» **Given problem 1**
In the forum thread about prepper TV shows, why does libprepper think no truly informative prepper or survivalist show is on TV?
» **Given problem 2**
Continue the forum thread about prepper TV shows from its last line.

======== Reading text

Just saw a show called 'doomsday garage'.. I guess the premise is they customize bov's for preppers... this one they did a suburban with a quad n a 50 cal on too.. was pretty kewl


----------



## Cud579 (Apr 26, 2010)

Doomsday garage - I caught about 5 min of thattonight. The suburban was petty neat. I know hubby would have loved to have seen it. 
Doomsday castle. - Yeah what a joke. It is like all the others ..... another shoe to laugh at and correct all their screw ups. Geeze.


----------



## libprepper (Aug 8, 2013)

The prepper, hillbilly, gold rush, Alaska shows basically the same. The work a day folks sitting in front of their credit card bought Walmart 55" LCD/LED TV's in their 3 bed, 1 3/4 bath development row houses laughing at the freak shows. 

Too bad there isn't a real prepper / survivalist show on one of the channels that was truly informative. Guess it wouldn't get the demographics of the current crop of flying circus doomsday shows.


----------



## CoffeeTastic (Apr 12, 2013)

I guess it doesn't really count, but I think Survivorman is a real survivalist show when it comes to surviving being suddenly stranded in the middle of nowhere. I've been watching the one where Les is stranded in Norway lately.


----------



## VUnder (Sep 1, 2011)

================
======== Information shown

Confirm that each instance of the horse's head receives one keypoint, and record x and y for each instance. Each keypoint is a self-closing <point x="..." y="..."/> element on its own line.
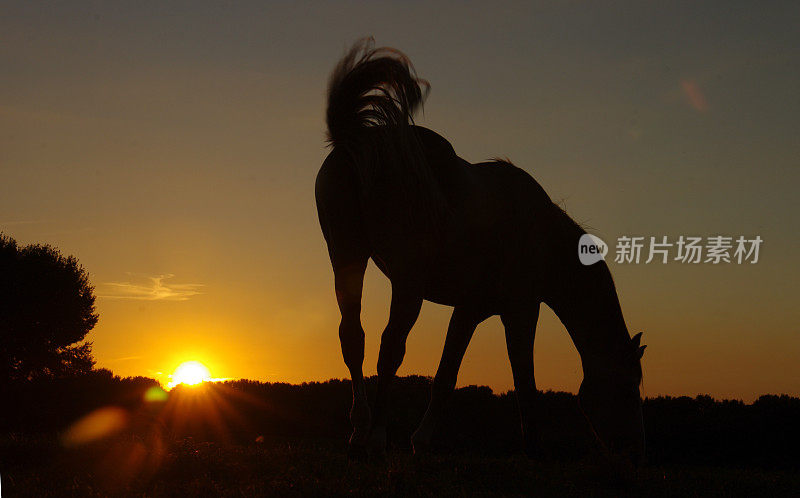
<point x="611" y="402"/>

================

» **Response 1**
libprepper guesses that a truly informative show wouldn't attract the same demographics as the current "flying circus" doomsday shows.

» **Response 2**
I'd have made the castle half that size with the walls twice as thick. Trebuchet is a bad idea. If someone attacks the castle, it will be a group. If you have to fall back inside, there is your enemy outside your castle with a trebuchet....not a good scenario. Too many window holes. Hinges too weak on the door. Thousand wonders that oldest boy didn't get killed when he stood that tractor up on that door.


----------



## BlueShoe (Aug 7, 2010)

LincTex said:


> It looks like they have some pretty girls lined up to bring in with them!


BINGO!


Genevieve said:


> pretty is as pretty does hun.
> 
> can they run a trot line? can they clean what they catch? can they cook what they catch?
> can they field dress an animal that they killed? can they bring it back and then clean it and cook it or preserve it for later?


They're there to catch eyeballs.

Even understanding that the tight clothes on young women was the purpose, it was painful to try to watch the show. The guy probably abandoned it because he knows it's a waste. If he can get more of it completed on the backs of the TV audience, he probably figures he'll have a family retreat they can visit. I noted that the oldest son IDed himself as a beachcomer (beach bum) and the others didn't show up for the show because they have jobs. The NATGEO gig must not pay much. The retired dad's got a beachbum and kids to work with.


----------



## LincTex (Apr 1, 2011)

VUnder said:


> Trebuchet is a bad idea.


Targets will seldom stay still long enough to hit!


----------



## Kodeman (Jul 25, 2013)

I knew this show would be a joke when I first saw the trailer for it. One of the daughters shot an arrow, from a compound bow, into the air. She was only able to pull the bowstring back about 6 inches before letting the arrow fly. How unfortunate that a well respected entity (Nat Geo) would stoop to this level and show us the bottom feeders of the prepper movement.


----------



## Tyler520 (Aug 14, 2013)

tenOC said:


> BINGO!
> 
> They're there to catch eyeballs.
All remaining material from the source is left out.